CARYL FEREY - Utu
Paul Osborne a quitté la police néozélandaise et est venu
se perdre en Australie. Le nouveau chef de la police d'Auckland vient l'y dénicher
pour essayer de découvrir ce qu'il s'est passé récemment,
quand Fitzgerald, son prédécesseur et ancien ami de Paul a abattu
un tueur en série et son complice un chaman maori, avant de se suicider.
Or le corps du chaman n'a jamais été retrouvé, et Paul
sait que Fitzgerald avait d'excellentes raisons de ne pas se tuer. Sur place,
il n'a pas que des amis, et, commence à mettre les pieds dans le plat,
secouer de hauts personnages qui ont le bras long, et se faire de plus en plus
d'ennemis, entre deux cuites qu'il fait passer aux amphétamines. Des
éléments apparemment sans lien avec son enquête : le cadavre
d'une jeune femme apparemment tuée par les requins, et le vol d'une hache
rituelle dans la résidence d'un riche entrepreneur connu pour ses positions
très méprisantes envers les maoris sont autant de pièces
qui viennent s'ajouter au puzzle, alors que vient à planer l'ombre d'Hana,
son amour d'adolescence qu'il n'a jamais pu oublier.

Consignes:
**a)** Restituez tel quel le passage du résumé d'Utu qui commence par « CARYL FEREY - Utu » et se poursuit jusqu'à « de se suicider. ».
**b)** D'après le résumé d'Utu, répondez brièvement :
(i) Dans quel pays Paul Osborne est-il allé après avoir quitté la police néozélandaise ?
(ii) Quel objet a été volé dans la résidence d'un riche entrepreneur ?
(iii) Qui est Hana ?

Lignes de données:
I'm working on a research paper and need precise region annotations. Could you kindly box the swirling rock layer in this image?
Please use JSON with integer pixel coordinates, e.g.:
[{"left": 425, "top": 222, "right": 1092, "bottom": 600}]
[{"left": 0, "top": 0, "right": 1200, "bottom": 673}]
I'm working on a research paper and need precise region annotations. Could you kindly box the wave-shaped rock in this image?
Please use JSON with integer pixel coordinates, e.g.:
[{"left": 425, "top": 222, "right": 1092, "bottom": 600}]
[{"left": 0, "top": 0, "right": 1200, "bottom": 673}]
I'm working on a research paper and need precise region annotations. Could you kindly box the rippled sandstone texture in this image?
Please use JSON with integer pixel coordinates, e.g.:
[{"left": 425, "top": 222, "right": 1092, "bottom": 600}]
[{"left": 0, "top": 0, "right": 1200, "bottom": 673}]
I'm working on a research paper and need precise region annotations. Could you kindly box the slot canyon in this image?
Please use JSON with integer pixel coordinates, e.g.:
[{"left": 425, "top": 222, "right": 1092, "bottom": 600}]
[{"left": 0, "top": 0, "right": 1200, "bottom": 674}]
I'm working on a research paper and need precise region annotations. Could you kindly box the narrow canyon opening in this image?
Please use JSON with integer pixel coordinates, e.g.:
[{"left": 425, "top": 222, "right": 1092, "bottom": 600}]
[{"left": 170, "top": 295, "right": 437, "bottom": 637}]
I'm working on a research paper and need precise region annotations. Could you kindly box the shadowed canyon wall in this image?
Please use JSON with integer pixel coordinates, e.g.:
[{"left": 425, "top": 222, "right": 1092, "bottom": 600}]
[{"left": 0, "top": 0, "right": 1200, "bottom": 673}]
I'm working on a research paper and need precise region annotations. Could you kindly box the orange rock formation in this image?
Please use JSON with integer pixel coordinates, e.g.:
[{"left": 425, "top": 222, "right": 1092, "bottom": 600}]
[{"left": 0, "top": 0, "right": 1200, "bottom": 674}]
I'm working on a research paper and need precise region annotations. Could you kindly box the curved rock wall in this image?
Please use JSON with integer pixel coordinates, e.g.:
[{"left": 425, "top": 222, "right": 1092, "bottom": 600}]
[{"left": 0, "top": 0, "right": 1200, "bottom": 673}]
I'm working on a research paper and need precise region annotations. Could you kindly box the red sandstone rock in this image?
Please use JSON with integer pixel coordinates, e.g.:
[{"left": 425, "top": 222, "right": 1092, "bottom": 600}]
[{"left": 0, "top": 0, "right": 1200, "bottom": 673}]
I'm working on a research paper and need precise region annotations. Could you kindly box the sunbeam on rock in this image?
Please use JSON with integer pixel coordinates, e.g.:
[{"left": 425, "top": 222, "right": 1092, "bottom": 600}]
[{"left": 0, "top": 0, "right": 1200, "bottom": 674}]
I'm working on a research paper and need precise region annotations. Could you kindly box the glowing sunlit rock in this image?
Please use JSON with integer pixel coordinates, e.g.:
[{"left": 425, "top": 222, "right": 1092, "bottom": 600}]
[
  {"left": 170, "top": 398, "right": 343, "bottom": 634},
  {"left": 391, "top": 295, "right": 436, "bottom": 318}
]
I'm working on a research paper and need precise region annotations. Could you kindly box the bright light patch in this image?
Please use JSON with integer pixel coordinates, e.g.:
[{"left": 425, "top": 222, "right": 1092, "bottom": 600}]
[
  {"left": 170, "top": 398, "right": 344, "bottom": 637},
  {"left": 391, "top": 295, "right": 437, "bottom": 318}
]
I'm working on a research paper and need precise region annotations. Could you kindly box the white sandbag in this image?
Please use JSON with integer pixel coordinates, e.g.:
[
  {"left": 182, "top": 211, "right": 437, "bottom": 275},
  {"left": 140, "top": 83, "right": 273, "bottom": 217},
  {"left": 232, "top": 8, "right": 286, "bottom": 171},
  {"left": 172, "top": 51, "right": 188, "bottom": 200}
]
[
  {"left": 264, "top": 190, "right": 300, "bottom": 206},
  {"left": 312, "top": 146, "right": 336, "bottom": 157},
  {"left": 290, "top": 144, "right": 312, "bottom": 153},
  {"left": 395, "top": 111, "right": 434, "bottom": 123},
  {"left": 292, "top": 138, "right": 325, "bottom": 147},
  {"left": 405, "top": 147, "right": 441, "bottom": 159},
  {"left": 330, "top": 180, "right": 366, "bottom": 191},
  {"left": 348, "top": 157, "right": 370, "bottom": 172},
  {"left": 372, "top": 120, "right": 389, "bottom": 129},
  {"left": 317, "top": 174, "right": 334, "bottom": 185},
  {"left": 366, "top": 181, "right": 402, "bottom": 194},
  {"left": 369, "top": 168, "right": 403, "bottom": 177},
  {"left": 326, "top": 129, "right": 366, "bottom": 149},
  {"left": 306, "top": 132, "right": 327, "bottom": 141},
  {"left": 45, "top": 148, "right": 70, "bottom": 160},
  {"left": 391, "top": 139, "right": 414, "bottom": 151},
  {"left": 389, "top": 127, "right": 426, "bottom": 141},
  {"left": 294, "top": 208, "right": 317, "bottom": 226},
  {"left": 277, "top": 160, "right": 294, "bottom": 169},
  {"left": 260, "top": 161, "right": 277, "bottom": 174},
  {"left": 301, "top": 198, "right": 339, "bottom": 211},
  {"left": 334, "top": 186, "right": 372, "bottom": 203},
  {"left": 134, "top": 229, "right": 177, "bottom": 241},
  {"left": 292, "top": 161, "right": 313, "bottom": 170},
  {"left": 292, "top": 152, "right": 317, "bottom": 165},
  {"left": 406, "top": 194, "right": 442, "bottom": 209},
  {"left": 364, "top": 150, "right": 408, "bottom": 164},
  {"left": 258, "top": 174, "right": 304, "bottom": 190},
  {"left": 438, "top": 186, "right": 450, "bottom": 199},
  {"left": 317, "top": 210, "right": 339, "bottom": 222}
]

Réponses par consigne:
**a)**
CARYL FEREY - Utu
Paul Osborne a quitté la police néozélandaise et est venu
se perdre en Australie. Le nouveau chef de la police d'Auckland vient l'y dénicher
pour essayer de découvrir ce qu'il s'est passé récemment,
quand Fitzgerald, son prédécesseur et ancien ami de Paul a abattu
un tueur en série et son complice un chaman maori, avant de se suicider.

**b)**
(i) En Australie.
(ii) Une hache rituelle.
(iii) L'amour d'adolescence de Paul, qu'il n'a jamais pu oublier.